[Set exercise]
Would you format these records as a numbered list, leaving out any blank lines?

[Task data]
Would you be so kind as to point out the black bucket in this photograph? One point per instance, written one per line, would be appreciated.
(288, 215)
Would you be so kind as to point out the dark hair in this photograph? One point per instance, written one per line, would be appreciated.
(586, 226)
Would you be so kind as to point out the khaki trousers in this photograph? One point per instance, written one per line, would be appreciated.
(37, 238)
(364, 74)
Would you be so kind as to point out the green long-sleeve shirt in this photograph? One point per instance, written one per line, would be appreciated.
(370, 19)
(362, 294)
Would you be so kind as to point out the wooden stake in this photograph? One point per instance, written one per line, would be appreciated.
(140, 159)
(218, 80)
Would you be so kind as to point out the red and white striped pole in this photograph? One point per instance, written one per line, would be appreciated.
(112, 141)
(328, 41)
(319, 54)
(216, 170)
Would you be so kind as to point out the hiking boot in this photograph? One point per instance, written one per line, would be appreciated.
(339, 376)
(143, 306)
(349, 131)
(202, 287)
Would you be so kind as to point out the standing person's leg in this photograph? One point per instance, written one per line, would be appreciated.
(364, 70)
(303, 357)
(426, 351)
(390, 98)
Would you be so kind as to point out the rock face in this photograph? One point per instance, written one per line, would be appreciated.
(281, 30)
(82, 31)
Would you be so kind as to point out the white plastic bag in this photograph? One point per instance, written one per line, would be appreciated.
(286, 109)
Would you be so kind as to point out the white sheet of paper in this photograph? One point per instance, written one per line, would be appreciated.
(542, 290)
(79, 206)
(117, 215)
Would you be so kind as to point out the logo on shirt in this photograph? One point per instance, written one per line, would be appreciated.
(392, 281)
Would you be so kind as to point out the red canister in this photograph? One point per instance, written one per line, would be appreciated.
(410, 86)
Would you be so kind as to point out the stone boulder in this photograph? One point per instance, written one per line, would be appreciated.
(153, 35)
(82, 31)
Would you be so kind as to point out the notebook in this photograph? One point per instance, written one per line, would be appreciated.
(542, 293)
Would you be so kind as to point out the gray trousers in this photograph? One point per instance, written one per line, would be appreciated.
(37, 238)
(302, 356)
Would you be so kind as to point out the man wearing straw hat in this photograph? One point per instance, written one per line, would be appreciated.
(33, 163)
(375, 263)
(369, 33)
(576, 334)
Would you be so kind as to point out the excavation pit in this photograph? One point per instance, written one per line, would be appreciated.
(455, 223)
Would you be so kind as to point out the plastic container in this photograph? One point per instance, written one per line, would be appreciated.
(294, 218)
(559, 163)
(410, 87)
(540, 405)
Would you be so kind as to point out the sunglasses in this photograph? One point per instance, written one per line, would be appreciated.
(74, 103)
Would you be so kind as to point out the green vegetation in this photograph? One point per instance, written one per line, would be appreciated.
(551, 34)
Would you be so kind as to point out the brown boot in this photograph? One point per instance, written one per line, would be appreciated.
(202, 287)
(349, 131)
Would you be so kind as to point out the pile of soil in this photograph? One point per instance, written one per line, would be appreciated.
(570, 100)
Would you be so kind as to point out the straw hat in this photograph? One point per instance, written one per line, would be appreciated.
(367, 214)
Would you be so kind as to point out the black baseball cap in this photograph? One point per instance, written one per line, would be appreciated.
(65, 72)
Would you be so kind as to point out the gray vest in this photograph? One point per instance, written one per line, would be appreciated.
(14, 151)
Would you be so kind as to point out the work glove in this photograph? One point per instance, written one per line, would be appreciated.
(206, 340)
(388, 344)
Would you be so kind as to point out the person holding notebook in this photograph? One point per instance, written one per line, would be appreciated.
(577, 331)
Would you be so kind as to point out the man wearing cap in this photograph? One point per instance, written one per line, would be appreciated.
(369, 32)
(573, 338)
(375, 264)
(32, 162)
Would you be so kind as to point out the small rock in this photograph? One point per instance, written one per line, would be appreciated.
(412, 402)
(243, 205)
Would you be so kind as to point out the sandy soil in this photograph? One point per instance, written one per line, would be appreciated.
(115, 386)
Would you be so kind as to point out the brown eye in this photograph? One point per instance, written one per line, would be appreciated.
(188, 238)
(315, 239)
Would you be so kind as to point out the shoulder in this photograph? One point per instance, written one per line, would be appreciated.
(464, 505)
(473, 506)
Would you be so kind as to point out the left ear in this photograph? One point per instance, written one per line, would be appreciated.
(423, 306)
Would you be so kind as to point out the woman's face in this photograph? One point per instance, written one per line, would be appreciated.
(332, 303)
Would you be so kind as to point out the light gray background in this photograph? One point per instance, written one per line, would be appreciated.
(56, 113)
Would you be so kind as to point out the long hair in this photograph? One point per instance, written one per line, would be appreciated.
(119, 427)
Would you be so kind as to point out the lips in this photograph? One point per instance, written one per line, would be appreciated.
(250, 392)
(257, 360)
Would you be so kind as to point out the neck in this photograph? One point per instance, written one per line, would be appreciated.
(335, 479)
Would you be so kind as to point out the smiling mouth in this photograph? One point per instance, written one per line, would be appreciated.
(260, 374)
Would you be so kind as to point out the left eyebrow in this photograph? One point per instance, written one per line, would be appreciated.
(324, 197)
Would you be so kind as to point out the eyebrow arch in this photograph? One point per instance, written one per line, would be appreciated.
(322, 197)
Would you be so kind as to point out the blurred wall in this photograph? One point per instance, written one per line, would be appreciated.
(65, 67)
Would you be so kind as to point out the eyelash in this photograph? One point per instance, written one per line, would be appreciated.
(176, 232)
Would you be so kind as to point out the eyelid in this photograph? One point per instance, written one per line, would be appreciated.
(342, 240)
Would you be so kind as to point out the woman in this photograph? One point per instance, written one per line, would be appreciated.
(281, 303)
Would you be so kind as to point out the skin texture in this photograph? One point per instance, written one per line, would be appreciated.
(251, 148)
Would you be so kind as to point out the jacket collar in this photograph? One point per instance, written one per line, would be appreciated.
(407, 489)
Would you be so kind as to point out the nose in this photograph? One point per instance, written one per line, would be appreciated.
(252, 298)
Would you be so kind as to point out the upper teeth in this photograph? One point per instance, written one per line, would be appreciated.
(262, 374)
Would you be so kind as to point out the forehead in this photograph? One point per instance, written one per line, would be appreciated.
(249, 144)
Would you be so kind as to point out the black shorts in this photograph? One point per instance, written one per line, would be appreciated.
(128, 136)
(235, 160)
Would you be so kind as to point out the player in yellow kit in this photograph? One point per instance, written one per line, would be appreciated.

[Result of this exercise]
1. Would you be so kind as to point out the black bucket in this photograph? One point per instance, written one per line, would be appreciated.
2. (288, 215)
3. Would you be so kind as to point out the dark hair in this photograph? One point per instance, written one per line, would be appreciated.
4. (586, 226)
5. Would you be so kind as to point out the khaki trousers in this photograph? One point per instance, written one per line, would be appreciated.
6. (37, 238)
7. (364, 74)
8. Would you be so kind as to point out the green long-sleeve shirt in this photograph? One point per instance, written one per line, would be appreciated.
9. (370, 19)
10. (362, 294)
11. Would you be so kind as to point out the wooden stake in this photograph? One point per instance, written one per line, would be appreciated.
12. (140, 159)
13. (218, 80)
14. Would you be so kind as to point out the red and white striped pole in this photograph? One point per instance, written one per line, would be appreciated.
15. (112, 141)
16. (328, 41)
17. (319, 54)
18. (216, 170)
19. Would you be so kind as to point out the hiking boot in this photograph? One point per instance, written one per line, would be appreciated.
20. (339, 376)
21. (143, 306)
22. (349, 131)
23. (202, 287)
24. Would you be so kind as to point out the standing person's leg in this photograph? One point per instance, written one per line, would be appreciated.
25. (364, 70)
26. (303, 357)
27. (426, 351)
28. (390, 98)
29. Would you be so kind as to point out the rock face in this photograph? One point per instance, written one per line, would be appreciated.
30. (281, 30)
31. (82, 31)
32. Would you be so kind as to point out the white plastic bag in this photograph? One point per instance, written one per line, would be appreciated.
33. (286, 109)
34. Would you be so kind as to point out the white sheet of paper in this photograph? One point per instance, written one per line, would be appreciated.
35. (542, 290)
36. (79, 206)
37. (117, 215)
38. Would you be so kind as to point out the logo on shirt in this photograph? One point per instance, written one per line, would be appreciated.
39. (392, 281)
40. Would you be so kind as to point out the red canister in this photograph? One point per instance, written one per line, would be appreciated.
41. (410, 86)
42. Would you be so kind as to point out the stone boulder in this photograph? One point per instance, written one per line, would be appreciated.
43. (153, 35)
44. (82, 31)
45. Would you be so kind as to point out the notebook in this photograph? One point per instance, written one per line, would be appreciated.
46. (542, 293)
47. Would you be so kind as to point out the gray trousers in this photograph? One point per instance, written one per line, would be appreciated.
48. (37, 238)
49. (302, 356)
50. Would you be so kind as to point out the man wearing straw hat in this photograph? One point per instance, written one per line, would be appreciated.
51. (33, 163)
52. (375, 263)
53. (369, 33)
54. (576, 334)
55. Would you be so kind as to point out the excavation pit in this photograph? One point per instance, written one per line, would be appreciated.
56. (455, 223)
57. Would you be so kind as to point out the plastic container in this photograph? One point per instance, written one per line, would be appreciated.
58. (294, 218)
59. (559, 163)
60. (410, 87)
61. (540, 405)
62. Would you be so kind as to point out the sunglasses in this photograph? One point per instance, written one per line, would be appreciated.
63. (74, 103)
64. Would you be so kind as to point out the green vegetation in this photograph? One point per instance, written one per line, would be appreciated.
65. (551, 34)
66. Would you be so kind as to point out the brown boot in this photograph? One point per instance, written one per line, would be appreciated.
67. (202, 287)
68. (349, 131)
69. Would you be so kind as to point out the pile of soil in this photograph? One point per instance, written one per line, would be appreciated.
70. (570, 100)
71. Would you be so kind as to point out the straw hat in this photograph? One point per instance, written one per line, would be appreciated.
72. (367, 214)
73. Would you be so kind as to point out the black baseball cap in this photograph? One point per instance, written one per line, would be appreciated.
74. (65, 72)
75. Would you be so kind as to point out the gray vest in this photograph? One point per instance, written one per line, would be appreciated.
76. (14, 151)
77. Would you be so kind as to point out the work glove in this photograph? One point per instance, written one per line, would be appreciated.
78. (206, 340)
79. (388, 344)
80. Would you be so kind as to point out the person holding notebook in this photograph? One point per instance, written one per line, would be appreciated.
81. (577, 331)
82. Would you be so kind as to point out the man wearing cap in this photograph? One point per instance, written one per line, would be appreciated.
83. (369, 32)
84. (573, 338)
85. (375, 264)
86. (32, 162)
87. Would you be so kind as to point out the small rock in this photograph? One point per instance, written one per line, would be appreciated.
88. (412, 402)
89. (243, 205)
90. Would you be so kind as to point out the sandy soil in this photograph? One point per instance, written one per line, would be appreciated.
91. (115, 386)
92. Would you be so kind as to point out the brown eye in this photograph? One point per instance, written one per line, would be appreciated.
93. (188, 238)
94. (315, 239)
95. Would you be so kind as to point out the shoulder in this photograph? One point per instance, written one per line, would be appreciated.
96. (464, 505)
97. (473, 506)
98. Would you be so kind as to point out the left ear in this photograph? One point per instance, written one per line, would be appreciated.
99. (423, 306)
100. Would you be so kind as to point out the woman's face in this photograph? One point per instance, written one per line, would be appreciated.
101. (332, 303)
102. Would you be so kind as to point out the light gray background in this photograph? One point per instance, written one per line, would be appreciated.
103. (56, 113)
104. Would you be so kind as to point out the long hair in this photograph? One point per instance, written one per line, would be appreciated.
105. (119, 427)
106. Would you be so kind as to point out the lips in this photograph? One point per instance, written one per line, would be appreciated.
107. (250, 392)
108. (257, 360)
109. Would you be so kind as to point out the neck in this photograph? One point per instance, written one per line, would be appreciated.
110. (335, 479)
111. Would you be so kind as to point out the smiling mouth in this photograph? One point per instance, written one per line, would be appreciated.
112. (260, 374)
113. Would you be so kind as to point out the left eyebrow in this photograph? One point per instance, written one per line, would be appreciated.
114. (324, 197)
115. Would you be so kind as to point out the eyebrow arch in this photograph? One point per instance, written one per line, would be appreciated.
116. (322, 197)
117. Would you be so kind as to point out the blurred wall in this photograph? One point per instance, written one per line, would be appreciated.
118. (65, 67)
119. Would you be so kind as to point out the eyelash in this photograph? One point per instance, written one per line, would be appreciated.
120. (176, 232)
121. Would you be so kind as to point out the eyelid in this photograph? One point per instance, written one per line, would be appreciated.
122. (342, 240)
123. Would you be so kind as to point out the woman in this photograph? One point per instance, written one per line, would be appreciated.
124. (281, 303)
125. Would you be so kind as to point out the skin texture in this photograph? One point per instance, written one per line, would be appreciated.
126. (251, 148)
127. Would you be so kind as to point out the jacket collar in this photograph? One point per instance, written one per line, would be appreciated.
128. (407, 489)
129. Would you be so kind as to point out the nose in this photograph? One point per instance, written one per line, would be appreciated.
130. (252, 298)
131. Would you be so kind as to point out the upper teeth in this photograph? One point per instance, written one per line, would be appreciated.
132. (262, 374)
133. Would you be so kind as to point out the forehead in this photograph? One point per instance, written one per line, would be appreciated.
134. (249, 144)
135. Would you be so kind as to point out the black shorts in this photograph? One point per instance, written one per line, would be appreciated.
136. (128, 136)
137. (235, 160)
138. Would you be so kind as to point out the player in yellow kit in this photograph? One point per instance, written one per line, would be appreciated.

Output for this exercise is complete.